*** Opening of DOCUMENT TEXT ***
Usage
graphscan_1d(data, format = "fasta", events_series = "all",
id = NULL, n_simulation = 199, cluster_analysis = "both",
normalisation_factor = NULL, alpha = 0.05,
cluster_user_choice = "positive")
Arguments
data
main argument to define the format of the data. 'data' can be a vector of character string corresponding to files names of aligned DNA sequences. In this case, the format can be precised with argument 'format'. 'data' can be also a list of class 'DNAbin' produced by 'read.dna' function of 'ape' package. In all cases, DNA sequences must be aligned.
Finally 'data' can be a 'list' of numeric vector containing the positions of events. This list is called a series of events. These events are not be necessarily on the same segment and not also necessarily on a [0,1] segment. The argument 'normalisation_factor' allows to fix the upper and lower bounds of each events series.
format
a character string corresponding to the format of the DNA
sequences contained in files of argument 'data'. This is used by 'read.dna' function of 'ape' package. Possibles values are "interleaved","sequential","clustal" or "fasta" (default).
events_series
used if 'data' is a set of files names of aligned DNA sequences or list of class 'DNAbin'. 'events_series' can be a list of the form 'list(A,B)' where 'A' and 'B' corresponding to 2 vectors of sequences identifiants. The crossing AxB product is made to obtain a list of the series of events corresponding to the comparison between each sequence from 'A' to each sequence from 'B'. 'events_series' can be also a character string containing "all", in this case all possible comparison between sequences is made.
id
a character string corresponding to the prefix used to create the names of the events series.
*** Close of DOCUMENT TEXT ***
▸ **DIRECTIONS FOR THIS TASK**: Copy the graphscan_1d help page starting with "Finally 'data' can" and going on through "each events series.", swapping "positions of events" for "locations of events". Rely only on the graphscan_1d help page for what follows.
*** Opening of INFORMATION ***
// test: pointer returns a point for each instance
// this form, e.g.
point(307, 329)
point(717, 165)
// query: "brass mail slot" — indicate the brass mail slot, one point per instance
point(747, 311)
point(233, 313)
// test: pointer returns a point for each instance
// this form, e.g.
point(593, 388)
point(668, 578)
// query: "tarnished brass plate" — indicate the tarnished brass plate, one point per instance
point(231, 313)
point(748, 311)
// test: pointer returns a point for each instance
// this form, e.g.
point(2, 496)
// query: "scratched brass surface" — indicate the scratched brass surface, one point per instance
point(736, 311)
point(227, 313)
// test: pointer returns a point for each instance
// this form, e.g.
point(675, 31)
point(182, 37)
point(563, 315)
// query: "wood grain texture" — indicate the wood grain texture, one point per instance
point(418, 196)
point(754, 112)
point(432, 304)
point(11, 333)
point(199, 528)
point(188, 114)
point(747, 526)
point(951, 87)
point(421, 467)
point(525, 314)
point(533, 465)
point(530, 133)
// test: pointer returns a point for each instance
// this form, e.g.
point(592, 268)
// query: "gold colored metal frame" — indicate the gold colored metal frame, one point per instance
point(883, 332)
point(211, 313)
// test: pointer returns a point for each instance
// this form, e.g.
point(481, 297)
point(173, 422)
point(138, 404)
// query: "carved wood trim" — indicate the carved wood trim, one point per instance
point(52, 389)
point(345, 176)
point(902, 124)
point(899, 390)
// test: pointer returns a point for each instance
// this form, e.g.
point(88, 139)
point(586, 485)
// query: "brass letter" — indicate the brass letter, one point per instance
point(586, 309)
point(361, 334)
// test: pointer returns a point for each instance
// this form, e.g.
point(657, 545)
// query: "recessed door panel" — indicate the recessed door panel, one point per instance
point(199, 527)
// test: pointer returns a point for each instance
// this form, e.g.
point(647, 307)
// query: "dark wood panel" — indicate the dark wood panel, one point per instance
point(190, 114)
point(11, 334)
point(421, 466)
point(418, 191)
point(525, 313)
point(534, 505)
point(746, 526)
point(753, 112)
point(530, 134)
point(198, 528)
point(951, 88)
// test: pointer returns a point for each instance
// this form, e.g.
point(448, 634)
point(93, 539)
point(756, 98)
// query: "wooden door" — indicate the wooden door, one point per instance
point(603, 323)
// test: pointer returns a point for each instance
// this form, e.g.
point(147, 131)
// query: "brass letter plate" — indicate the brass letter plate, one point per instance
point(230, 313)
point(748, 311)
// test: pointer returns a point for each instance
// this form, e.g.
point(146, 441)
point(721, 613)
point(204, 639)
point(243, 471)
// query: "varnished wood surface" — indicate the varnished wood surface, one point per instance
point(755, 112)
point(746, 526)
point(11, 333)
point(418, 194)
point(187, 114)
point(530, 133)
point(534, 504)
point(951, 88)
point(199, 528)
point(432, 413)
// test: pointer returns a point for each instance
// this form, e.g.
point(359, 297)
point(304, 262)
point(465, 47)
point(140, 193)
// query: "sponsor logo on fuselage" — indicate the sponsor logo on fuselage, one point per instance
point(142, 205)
*** Close of INFORMATION ***
▸ **RESPONSE**:
Finally 'data' can be a 'list' of numeric vector containing the locations of events. This list is called a series of events. These events are not be necessarily on the same segment and not also necessarily on a [0,1] segment. The argument 'normalisation_factor' allows to fix the upper and lower bounds of each events series.